BEGIN Records for the task
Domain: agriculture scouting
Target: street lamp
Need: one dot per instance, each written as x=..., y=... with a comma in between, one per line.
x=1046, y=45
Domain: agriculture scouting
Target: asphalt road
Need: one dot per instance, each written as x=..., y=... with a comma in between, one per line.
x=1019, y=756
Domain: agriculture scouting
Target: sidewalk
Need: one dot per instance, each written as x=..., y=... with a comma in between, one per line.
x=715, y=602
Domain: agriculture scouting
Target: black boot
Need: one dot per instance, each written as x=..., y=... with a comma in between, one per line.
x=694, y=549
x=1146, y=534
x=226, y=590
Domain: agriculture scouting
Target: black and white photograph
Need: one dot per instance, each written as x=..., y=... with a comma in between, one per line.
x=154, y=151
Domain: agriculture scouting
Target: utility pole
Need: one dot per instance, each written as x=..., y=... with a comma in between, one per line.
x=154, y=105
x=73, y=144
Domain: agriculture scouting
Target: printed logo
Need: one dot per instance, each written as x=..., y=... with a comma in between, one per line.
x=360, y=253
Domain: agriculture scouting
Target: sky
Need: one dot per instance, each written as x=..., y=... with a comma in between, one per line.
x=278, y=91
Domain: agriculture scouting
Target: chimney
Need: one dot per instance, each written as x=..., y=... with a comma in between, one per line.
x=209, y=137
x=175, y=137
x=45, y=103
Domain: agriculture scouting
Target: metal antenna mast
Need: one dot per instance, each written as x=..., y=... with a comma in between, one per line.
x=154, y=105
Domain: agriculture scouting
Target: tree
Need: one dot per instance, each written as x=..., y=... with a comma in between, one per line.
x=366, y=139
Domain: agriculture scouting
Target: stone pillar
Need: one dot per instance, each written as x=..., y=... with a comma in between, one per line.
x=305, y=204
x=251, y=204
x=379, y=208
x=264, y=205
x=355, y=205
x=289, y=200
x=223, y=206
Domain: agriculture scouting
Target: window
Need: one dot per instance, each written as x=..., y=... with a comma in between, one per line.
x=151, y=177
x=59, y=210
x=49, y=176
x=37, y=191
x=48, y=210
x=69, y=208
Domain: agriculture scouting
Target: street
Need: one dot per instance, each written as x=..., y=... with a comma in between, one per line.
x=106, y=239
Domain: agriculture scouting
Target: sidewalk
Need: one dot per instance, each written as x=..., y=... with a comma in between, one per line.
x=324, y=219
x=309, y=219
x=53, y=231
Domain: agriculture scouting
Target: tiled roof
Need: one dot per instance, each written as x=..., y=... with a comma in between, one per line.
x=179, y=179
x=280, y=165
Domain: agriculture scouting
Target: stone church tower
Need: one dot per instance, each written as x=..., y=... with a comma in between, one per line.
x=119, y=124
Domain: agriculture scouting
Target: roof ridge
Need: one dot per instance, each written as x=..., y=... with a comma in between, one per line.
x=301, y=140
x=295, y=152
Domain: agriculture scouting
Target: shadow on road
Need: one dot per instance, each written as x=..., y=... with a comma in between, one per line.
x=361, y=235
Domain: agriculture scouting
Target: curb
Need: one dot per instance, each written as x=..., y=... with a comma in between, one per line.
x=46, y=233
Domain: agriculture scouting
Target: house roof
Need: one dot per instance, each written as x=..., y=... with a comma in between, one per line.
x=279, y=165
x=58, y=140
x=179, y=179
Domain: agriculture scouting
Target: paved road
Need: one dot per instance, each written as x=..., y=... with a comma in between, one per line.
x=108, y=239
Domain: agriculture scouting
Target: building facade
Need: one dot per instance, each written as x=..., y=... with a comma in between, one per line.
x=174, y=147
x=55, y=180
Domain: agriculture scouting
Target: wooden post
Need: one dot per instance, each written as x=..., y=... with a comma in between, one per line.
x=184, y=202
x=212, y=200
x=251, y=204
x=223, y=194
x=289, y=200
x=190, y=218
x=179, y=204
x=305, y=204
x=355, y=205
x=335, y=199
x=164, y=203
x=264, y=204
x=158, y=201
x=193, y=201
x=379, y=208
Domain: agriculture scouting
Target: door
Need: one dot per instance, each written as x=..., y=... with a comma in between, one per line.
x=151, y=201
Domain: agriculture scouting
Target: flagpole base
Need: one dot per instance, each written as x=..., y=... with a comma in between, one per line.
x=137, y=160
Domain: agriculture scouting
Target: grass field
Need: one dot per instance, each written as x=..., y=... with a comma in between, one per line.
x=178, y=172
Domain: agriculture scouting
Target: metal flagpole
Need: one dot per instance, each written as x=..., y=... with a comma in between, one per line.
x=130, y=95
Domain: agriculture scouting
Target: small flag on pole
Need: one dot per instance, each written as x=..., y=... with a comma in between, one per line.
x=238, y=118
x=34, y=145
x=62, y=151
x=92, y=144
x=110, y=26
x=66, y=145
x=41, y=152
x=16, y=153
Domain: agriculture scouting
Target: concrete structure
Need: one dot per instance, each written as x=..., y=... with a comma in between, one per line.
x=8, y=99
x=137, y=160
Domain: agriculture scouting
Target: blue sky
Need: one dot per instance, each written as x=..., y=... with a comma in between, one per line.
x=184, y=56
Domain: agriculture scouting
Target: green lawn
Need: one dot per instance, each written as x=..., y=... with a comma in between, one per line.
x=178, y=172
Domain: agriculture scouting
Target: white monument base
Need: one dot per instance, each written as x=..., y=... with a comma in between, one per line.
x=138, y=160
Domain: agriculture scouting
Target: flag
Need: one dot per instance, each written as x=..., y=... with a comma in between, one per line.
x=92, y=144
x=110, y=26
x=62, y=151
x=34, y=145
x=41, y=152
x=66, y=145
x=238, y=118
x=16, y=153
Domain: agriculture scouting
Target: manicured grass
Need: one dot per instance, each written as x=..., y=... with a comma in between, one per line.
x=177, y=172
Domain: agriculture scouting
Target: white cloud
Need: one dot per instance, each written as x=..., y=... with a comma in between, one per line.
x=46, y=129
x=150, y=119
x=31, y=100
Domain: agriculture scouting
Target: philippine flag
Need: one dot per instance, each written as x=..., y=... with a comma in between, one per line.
END Records for the task
▸ About this task:
All of the data above should be output exactly.

▸ Solution to this problem:
Domain: agriculture scouting
Target: street lamp
Need: one dot per instance, each written as x=..., y=... with a comma in between, one per line.
x=1046, y=45
Domain: agriculture scouting
Target: asphalt road
Need: one dot per instance, each written as x=..., y=... with a comma in between, one per line.
x=1019, y=756
Domain: agriculture scouting
Target: sidewalk
Need: one dot per instance, each written as x=..., y=... with a comma in between, one per line.
x=715, y=602
Domain: agriculture scouting
Target: black boot
Need: one dot per instance, each written as x=..., y=... with a comma in between, one per line.
x=694, y=549
x=1146, y=534
x=226, y=590
Domain: agriculture scouting
Target: black and white photograph
Need: one dot per instance, each written as x=..., y=... with a comma in between, one per line.
x=154, y=151
Domain: agriculture scouting
Target: utility pole
Need: one dot per instance, each written as x=..., y=... with a comma in between, one per line.
x=154, y=105
x=73, y=144
Domain: agriculture scouting
Target: printed logo
Need: one dot per instance, each written as x=..., y=... with a comma in between, one per line.
x=360, y=253
Domain: agriculture scouting
Target: sky
Need: one dot per instance, each written as x=..., y=... with a comma in between, one per line.
x=278, y=91
Domain: agriculture scouting
Target: chimney
Need: one dot per instance, each written as x=..., y=... with a comma in between, one per line.
x=209, y=137
x=175, y=137
x=45, y=103
Domain: agriculture scouting
Target: metal antenna mast
Need: one dot per instance, each written as x=..., y=... with a comma in between, one per line.
x=154, y=105
Domain: agriculture scouting
Target: tree
Need: one dot per instance, each written as x=..., y=... with a comma in between, one per line.
x=366, y=139
Domain: agriculture scouting
Target: stone pillar
Need: one dot per instance, each written as x=..., y=... with a comma in between, one per line.
x=305, y=204
x=251, y=204
x=379, y=208
x=264, y=205
x=355, y=205
x=289, y=200
x=223, y=206
Domain: agriculture scouting
Target: window
Need: one dot per instance, each written as x=..., y=... with a comma in between, one per line.
x=151, y=177
x=59, y=210
x=49, y=176
x=37, y=191
x=48, y=210
x=69, y=208
Domain: agriculture scouting
Target: street
Need: one dot per instance, each written as x=..., y=... with a comma in between, one per line.
x=106, y=239
Domain: agriculture scouting
Target: sidewalk
Need: one dot per instance, each written as x=..., y=... with a comma in between, one per line.
x=324, y=219
x=309, y=219
x=53, y=231
Domain: agriculture scouting
Target: tiled roof
Need: one dot per instance, each written as x=..., y=... with a comma in between, one per line.
x=179, y=179
x=280, y=165
Domain: agriculture scouting
Target: stone church tower
Need: one dot per instance, each written as x=..., y=... with a comma in between, one per line.
x=119, y=124
Domain: agriculture scouting
Target: roof ridge
Need: one dot per instance, each written as x=..., y=... with a comma in between, one per line.
x=301, y=140
x=295, y=152
Domain: agriculture scouting
Target: shadow on road
Need: one dot per instance, each written as x=..., y=... with a comma in between, one per line.
x=361, y=235
Domain: agriculture scouting
Target: curb
Need: one dot per instance, each written as x=..., y=... with a comma in between, one per line.
x=46, y=233
Domain: agriculture scouting
Target: house roof
Need: one dot per instance, each written as x=..., y=... with a comma in between, one per line.
x=279, y=165
x=58, y=140
x=179, y=179
Domain: agriculture scouting
Target: paved road
Need: one dot per instance, each written as x=..., y=... with a comma in between, one per line.
x=108, y=239
Domain: agriculture scouting
Target: building facade
Need: one dot per instance, each written as x=..., y=... with a comma in between, one per line.
x=174, y=147
x=55, y=180
Domain: agriculture scouting
Target: wooden post
Need: one dot per instance, each written as x=..., y=... with a comma in between, one per line.
x=184, y=202
x=212, y=200
x=251, y=204
x=223, y=194
x=289, y=200
x=190, y=218
x=179, y=204
x=305, y=204
x=355, y=205
x=335, y=199
x=164, y=203
x=264, y=204
x=158, y=201
x=193, y=201
x=379, y=208
Domain: agriculture scouting
Target: door
Need: one dot per instance, each written as x=..., y=... with a comma in between, one per line.
x=151, y=201
Domain: agriculture scouting
Target: flagpole base
Need: one dot per instance, each written as x=..., y=... with a comma in between, one per line.
x=137, y=160
Domain: agriculture scouting
Target: grass field
Need: one dot per instance, each written as x=..., y=... with a comma in between, one per line.
x=178, y=172
Domain: agriculture scouting
Target: metal flagpole
Need: one dot per instance, each written as x=..., y=... with a comma in between, one per line.
x=130, y=95
Domain: agriculture scouting
Target: small flag on pole
Need: one dot per instance, each written as x=..., y=... with a comma in between, one per line.
x=238, y=118
x=34, y=145
x=62, y=151
x=92, y=144
x=110, y=26
x=66, y=145
x=41, y=152
x=16, y=153
Domain: agriculture scouting
Target: concrete structure
Need: one dot per instance, each written as x=..., y=... with a comma in between, one per line.
x=8, y=99
x=137, y=160
Domain: agriculture scouting
Target: blue sky
Need: one dot per instance, each written as x=..., y=... with a comma in between, one per line.
x=184, y=56
Domain: agriculture scouting
Target: green lawn
Need: one dot per instance, each written as x=..., y=... with a comma in between, one per line.
x=178, y=172
Domain: agriculture scouting
Target: white monument base
Need: one dot per instance, each written as x=..., y=... with a comma in between, one per line.
x=138, y=160
Domain: agriculture scouting
Target: flag
Need: one dot per instance, each written as x=..., y=... with a comma in between, one per line.
x=92, y=144
x=110, y=26
x=62, y=151
x=34, y=145
x=41, y=152
x=66, y=145
x=238, y=118
x=16, y=153
Domain: agriculture scouting
Target: manicured grass
Need: one dot per instance, each written as x=..., y=... with a comma in between, one per line.
x=177, y=172
Domain: agriculture scouting
Target: white cloud
Need: one dot per instance, each written as x=..., y=... with a comma in between, one per line.
x=46, y=129
x=150, y=119
x=31, y=100
Domain: agriculture scouting
Target: philippine flag
Need: one dot per instance, each written as x=..., y=... with a comma in between, one per line.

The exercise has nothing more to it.